Object pointing dataset rows:

## Start

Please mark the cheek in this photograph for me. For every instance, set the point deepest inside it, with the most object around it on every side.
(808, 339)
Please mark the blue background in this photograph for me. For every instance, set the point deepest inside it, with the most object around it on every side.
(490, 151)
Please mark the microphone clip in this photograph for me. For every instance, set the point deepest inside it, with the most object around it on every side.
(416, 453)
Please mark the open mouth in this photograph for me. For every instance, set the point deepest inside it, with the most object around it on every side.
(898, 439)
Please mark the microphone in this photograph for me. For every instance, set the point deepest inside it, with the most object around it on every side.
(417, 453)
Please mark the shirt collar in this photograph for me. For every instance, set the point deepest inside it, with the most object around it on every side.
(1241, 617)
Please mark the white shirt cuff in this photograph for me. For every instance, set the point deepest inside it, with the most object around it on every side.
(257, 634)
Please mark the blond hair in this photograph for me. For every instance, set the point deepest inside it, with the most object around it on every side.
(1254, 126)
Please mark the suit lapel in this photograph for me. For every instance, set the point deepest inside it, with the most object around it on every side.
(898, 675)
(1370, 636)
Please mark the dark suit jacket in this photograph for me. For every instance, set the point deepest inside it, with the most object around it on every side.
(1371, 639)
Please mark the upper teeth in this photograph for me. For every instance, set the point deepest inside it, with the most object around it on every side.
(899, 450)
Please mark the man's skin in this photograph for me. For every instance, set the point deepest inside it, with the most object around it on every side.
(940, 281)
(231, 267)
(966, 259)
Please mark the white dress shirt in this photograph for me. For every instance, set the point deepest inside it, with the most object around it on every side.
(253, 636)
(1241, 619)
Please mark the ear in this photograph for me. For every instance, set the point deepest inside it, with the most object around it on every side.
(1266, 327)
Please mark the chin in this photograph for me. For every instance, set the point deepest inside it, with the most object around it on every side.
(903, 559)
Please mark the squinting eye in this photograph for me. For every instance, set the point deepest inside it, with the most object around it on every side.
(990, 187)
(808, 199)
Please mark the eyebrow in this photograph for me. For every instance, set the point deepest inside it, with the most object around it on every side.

## End

Instructions to follow
Copy the material above word for word, every line from start to finish.

Result
Please mark the cheek in this photograph for me. For every instance, set the point deepest inside it, with the most object around it on every side.
(808, 339)
Please mark the blue background in this photograph for me. For every instance, set the point deepest inside it, with the most object around it on every side.
(490, 151)
Please mark the microphone clip in this photograph for me. For every instance, set the point deepest inside it, with the most object around it on every side.
(416, 453)
Please mark the open mouth in this photograph for me. For every instance, set the point deepest inside it, with the most object around it on every side.
(898, 439)
Please mark the microphone in this photograph for me. For every instance, set the point deepest inside it, with the most object around it on every side.
(417, 453)
Please mark the shirt collar in this photograph for me. For every instance, set the point deepest inside it, with the most object around it on every side.
(1241, 617)
Please mark the white shirt cuff in this photograph for me. For every instance, set the point deepest inside it, with the most object around it on every side.
(257, 634)
Please mark the blond hair in this photograph for me. For every instance, set the point deepest inside it, with the most object around it on every side.
(1254, 126)
Please mark the suit lapel in this photograph for me. For every instance, set the point deepest inside it, with the most object around it on every side.
(898, 675)
(1370, 636)
Please mark the dark suit jacket in this photograph for me. For every instance, set the point deepest inside it, with the most object around it on every side.
(1371, 639)
Please mark the upper teeth in this photograph for me. For every instance, set the point deepest inside it, with the most object around it on every side.
(899, 450)
Please mark the man's skin in this photograph for me. For every instance, set the point deepest inside it, with the most object around it on every side.
(940, 281)
(231, 267)
(966, 259)
Please mark the white dress shirt in this photograph for me. For every instance, set the point deepest inside it, with the most object around it on every side.
(253, 636)
(1241, 619)
Please mark the ear in this photograph for me. For every instance, set the point deepest inside it, with the most object around it on every side.
(1266, 327)
Please mark the chin in this photograph for me. For every instance, set the point deepest inside it, with the most object around it on every side.
(903, 559)
Please mark the squinting eye in this photograph for me. For every instance, set the point deepest inside it, with the most object around it on every side.
(990, 187)
(808, 199)
Please mark the eyebrow in this photograph for me. For every instance, set the point deepest inside it, with the most object around it on every side.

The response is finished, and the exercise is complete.